## Work instruction A
Please write out the part of the long jump article starting with "And that’s what" and going on through "on Aug. 4-13.", word for word.
## Work instruction B
Carry the article about Tianna Bartoletta's long jump win forward from its final sentence.

## Passage
-------------------------

SACRAMENTO, Calif. — Tianna Bartoletta was already guaranteed a spot in the world track and field championships no matter what she did Saturday.
That comes with being a defending world champion.
Didn’t matter. The Elyria High graduate had one thing on her mind … winning.
And that’s what she did, jumping 23 feet, 1 3⁄4 inches to win the long jump title at the U.S. outdoor track and field championships at Sacramento State’s Hornets Stadium. Brittney Reese was second with a jump of 22-10 3⁄4.
Asked about taking all six of her jumps even though her spot at worlds was secure, Bartoletta had a simple response.
“I don’t care about the wild card,” Bartoletta said. “I’m looking at winning championships. There’s no bigger stimulus than this. Brittney makes me remain present for every moment because she can always unleash a huge jump.”
Bartoletta, who won the 2015 world title in Beijing to go with the one she one in Helsinki in 2005, will defend her title in London on Aug. 4-13.
She even managed to surprise herself Saturday, not with the win but with how she pulled it off.
“I usually don’t jump well on my first attempt, but today I hit 7.01 (meters, 23-0 feet) on my first. I learned something about myself today and got the win with it.”
In other action, the Olympic 100-meter hurdles gold medalist didn’t race and the bronze medalist couldn’t make the team.
Still, they’re thinking a red, white and blue sweep in London. Just shows the depth of the hurdles.

-------------------------

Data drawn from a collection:
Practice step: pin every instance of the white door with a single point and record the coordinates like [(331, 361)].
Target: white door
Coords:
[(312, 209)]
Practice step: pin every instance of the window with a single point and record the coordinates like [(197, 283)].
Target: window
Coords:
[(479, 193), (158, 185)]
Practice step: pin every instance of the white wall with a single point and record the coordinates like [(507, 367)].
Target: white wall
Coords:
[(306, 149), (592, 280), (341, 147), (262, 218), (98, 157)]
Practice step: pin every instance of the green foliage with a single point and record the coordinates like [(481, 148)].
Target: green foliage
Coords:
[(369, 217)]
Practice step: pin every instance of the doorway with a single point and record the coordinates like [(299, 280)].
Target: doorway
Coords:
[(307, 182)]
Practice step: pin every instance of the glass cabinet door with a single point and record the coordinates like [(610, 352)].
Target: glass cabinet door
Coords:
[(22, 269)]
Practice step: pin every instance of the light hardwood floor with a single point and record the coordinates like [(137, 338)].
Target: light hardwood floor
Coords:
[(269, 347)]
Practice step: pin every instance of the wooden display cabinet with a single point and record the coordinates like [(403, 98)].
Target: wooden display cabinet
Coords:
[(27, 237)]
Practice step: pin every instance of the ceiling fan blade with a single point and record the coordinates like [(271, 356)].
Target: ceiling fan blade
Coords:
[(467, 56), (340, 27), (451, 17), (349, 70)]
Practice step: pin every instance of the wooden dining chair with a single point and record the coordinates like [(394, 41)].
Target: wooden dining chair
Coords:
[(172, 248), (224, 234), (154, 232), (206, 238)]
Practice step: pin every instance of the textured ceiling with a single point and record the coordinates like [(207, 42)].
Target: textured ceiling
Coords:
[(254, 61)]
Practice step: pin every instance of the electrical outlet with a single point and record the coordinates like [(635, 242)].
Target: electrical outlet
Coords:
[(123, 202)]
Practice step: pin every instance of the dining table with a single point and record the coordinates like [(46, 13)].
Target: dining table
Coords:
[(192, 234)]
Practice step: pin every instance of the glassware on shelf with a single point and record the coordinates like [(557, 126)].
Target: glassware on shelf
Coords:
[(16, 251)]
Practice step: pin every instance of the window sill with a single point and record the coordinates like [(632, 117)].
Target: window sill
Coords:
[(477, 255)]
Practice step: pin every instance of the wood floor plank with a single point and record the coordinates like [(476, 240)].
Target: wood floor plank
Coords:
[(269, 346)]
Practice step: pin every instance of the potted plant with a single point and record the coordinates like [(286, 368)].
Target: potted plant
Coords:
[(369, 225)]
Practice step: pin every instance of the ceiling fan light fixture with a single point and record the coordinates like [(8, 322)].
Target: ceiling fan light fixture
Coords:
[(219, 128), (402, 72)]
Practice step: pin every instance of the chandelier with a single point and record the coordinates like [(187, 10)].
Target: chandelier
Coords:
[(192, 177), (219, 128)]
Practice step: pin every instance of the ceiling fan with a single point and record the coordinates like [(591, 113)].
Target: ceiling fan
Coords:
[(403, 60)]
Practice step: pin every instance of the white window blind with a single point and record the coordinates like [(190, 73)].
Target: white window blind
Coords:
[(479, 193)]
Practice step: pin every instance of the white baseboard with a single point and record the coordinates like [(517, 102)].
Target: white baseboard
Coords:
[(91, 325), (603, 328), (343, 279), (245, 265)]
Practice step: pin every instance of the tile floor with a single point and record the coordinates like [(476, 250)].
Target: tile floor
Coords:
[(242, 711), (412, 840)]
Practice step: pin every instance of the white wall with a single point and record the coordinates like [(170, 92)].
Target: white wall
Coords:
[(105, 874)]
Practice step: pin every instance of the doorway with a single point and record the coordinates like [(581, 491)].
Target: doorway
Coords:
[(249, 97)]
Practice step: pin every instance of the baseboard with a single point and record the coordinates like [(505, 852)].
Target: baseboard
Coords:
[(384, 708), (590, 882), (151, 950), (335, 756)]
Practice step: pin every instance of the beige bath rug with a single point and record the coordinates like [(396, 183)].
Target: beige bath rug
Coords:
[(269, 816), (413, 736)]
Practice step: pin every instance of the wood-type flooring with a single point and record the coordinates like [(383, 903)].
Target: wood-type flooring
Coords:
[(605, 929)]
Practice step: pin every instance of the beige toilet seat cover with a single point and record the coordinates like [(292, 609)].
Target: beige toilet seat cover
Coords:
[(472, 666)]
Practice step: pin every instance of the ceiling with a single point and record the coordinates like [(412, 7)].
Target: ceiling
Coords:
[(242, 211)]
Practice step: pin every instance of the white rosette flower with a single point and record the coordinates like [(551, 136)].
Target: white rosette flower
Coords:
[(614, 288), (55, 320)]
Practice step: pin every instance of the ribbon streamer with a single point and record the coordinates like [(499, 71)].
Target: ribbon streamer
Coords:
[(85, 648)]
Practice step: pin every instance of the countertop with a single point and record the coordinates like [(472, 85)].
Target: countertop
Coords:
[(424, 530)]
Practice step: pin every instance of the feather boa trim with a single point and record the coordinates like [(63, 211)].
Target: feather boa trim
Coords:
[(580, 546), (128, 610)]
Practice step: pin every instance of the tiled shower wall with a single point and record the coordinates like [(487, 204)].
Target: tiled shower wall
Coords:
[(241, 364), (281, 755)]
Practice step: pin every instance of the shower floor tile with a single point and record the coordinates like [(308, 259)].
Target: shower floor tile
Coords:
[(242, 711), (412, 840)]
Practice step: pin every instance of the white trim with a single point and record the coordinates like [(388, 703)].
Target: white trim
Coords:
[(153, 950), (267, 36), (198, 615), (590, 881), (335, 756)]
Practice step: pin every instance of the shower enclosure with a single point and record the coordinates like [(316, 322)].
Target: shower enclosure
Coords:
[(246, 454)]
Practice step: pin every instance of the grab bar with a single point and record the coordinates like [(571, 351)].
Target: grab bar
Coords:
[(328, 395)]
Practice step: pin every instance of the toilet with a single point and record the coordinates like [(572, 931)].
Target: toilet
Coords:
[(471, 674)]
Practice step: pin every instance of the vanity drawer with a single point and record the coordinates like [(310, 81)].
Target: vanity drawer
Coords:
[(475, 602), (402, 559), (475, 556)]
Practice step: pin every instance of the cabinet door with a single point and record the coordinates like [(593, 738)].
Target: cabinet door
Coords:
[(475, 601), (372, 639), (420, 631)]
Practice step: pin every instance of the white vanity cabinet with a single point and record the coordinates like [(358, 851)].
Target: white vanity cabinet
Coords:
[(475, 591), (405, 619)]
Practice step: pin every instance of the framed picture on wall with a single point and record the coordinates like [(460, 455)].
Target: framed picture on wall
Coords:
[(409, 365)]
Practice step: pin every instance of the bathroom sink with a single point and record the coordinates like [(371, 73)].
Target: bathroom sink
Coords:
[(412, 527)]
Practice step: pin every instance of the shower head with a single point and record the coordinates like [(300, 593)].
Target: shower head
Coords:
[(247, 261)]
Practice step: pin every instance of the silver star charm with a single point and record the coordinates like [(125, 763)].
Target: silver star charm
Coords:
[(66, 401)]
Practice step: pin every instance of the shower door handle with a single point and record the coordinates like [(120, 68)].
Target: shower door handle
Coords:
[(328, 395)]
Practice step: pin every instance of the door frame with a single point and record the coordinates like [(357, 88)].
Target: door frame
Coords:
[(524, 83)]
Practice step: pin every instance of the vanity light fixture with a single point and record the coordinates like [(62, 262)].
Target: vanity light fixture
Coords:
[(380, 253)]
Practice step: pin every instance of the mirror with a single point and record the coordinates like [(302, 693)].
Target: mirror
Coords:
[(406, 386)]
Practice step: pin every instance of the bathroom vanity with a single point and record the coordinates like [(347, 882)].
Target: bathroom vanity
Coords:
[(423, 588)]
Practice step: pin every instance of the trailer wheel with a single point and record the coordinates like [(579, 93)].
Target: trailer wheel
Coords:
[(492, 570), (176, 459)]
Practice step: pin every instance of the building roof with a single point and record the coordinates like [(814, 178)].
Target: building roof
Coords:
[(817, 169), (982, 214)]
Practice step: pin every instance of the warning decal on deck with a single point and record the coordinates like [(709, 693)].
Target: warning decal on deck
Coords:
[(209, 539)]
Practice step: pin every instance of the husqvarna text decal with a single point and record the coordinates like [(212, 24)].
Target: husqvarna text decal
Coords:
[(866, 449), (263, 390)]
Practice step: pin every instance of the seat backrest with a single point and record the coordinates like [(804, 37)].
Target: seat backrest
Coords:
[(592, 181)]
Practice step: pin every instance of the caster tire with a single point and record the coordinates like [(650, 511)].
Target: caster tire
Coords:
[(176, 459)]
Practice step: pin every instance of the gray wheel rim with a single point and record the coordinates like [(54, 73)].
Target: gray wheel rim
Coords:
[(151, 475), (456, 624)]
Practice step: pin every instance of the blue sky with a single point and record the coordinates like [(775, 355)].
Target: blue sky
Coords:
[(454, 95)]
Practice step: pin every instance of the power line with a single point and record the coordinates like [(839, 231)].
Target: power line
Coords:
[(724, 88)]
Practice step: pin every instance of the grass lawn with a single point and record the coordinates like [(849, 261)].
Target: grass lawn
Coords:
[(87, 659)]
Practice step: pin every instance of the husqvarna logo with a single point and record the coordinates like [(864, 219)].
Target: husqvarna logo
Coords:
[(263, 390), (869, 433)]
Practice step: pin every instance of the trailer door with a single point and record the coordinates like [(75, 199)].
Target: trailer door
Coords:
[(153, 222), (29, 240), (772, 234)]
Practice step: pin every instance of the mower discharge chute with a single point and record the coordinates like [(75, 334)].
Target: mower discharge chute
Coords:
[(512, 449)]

-------------------------

## Response box A
And that’s what she did, jumping 23 feet, 1 3⁄4 inches to win the long jump title at the U.S. outdoor track and field championships at Sacramento State’s Hornets Stadium. Brittney Reese was second with a jump of 22-10 3⁄4.
Asked about taking all six of her jumps even though her spot at worlds was secure, Bartoletta had a simple response.
“I don’t care about the wild card,” Bartoletta said. “I’m looking at winning championships. There’s no bigger stimulus than this. Brittney makes me remain present for every moment because she can always unleash a huge jump.”
Bartoletta, who won the 2015 world title in Beijing to go with the one she one in Helsinki in 2005, will defend her title in London on Aug. 4-13.

## Response box B
World-record holder Keni Harrison used a strong start to win her first U.S. outdoor track and field championship.
Nia Ali, the silver medalist at the Rio de Janeiro Games, was second and Christina Manning took third. Because Harrison already had a wild-card berth into worlds in August, 2008 Olympic gold medalist Dawn Harper-Nelson also made the hurdles squad courtesy of her fourth-place finish.
“Everyone in this event is really strong,” said Harrison, who finished in 12.60 seconds to beat Ali by a 0.08 margin. “These girls are going to represent and get that sweep like last year (at the Olympics).”
In Rio, the 1-2-3 hurdles finish was led by Brianna Rollins, who received a one-year suspension in April for repeated failures to disclose her whereabouts to anti-doping officials. Rollins’ suspension is retroactive to Sept. 27, 2016, the date of her last missed whereabouts report. Also missing from the world team will be Kristi Castlin, the bronze medalist in Rio who wound up sixth in the final.
“To make this (hurdles) team, you have to work for it and earn it,” said Harper-Nelson, who drew a three-month suspension that began in December for a positive test. She told anti-doping officials it was caused by blood pressure medication. “That just shows you how strong our team is.”
Harrison went all out despite already having a safety net to worlds thanks to her Diamond League title. She needed the work after breaking her left hand while warming up for a hurdles race this spring.
“To come from breaking a hand to winning, it means everything,” Harrison said. “My confidence is where it needs to be.”
Did you see that?
Pole vaulter Sam Kendricks became a member of the six-meter club (19 feet, 81⁄4 inches) in his win. He even waited through a roughly 20-minute delay while officials filled the water pit for the steeplechase.
“Every great jumper in history had at least one six-meter jump under their belt,” said Kendricks, an Army reservist. “I wanted to be part of the club, the very prestigious club.”
No double desire
LaShawn Merritt and Allyson Felix both ran the 200 simply to stay race sharp, with no plans to double in London. They each have automatic entries into worlds in the 400.
Justin Gatlin won’t double, either. The winner of the 100 the night before, Gatlin didn’t take the starting line for the 200. He’s been dealing with nagging quad/groin injuries.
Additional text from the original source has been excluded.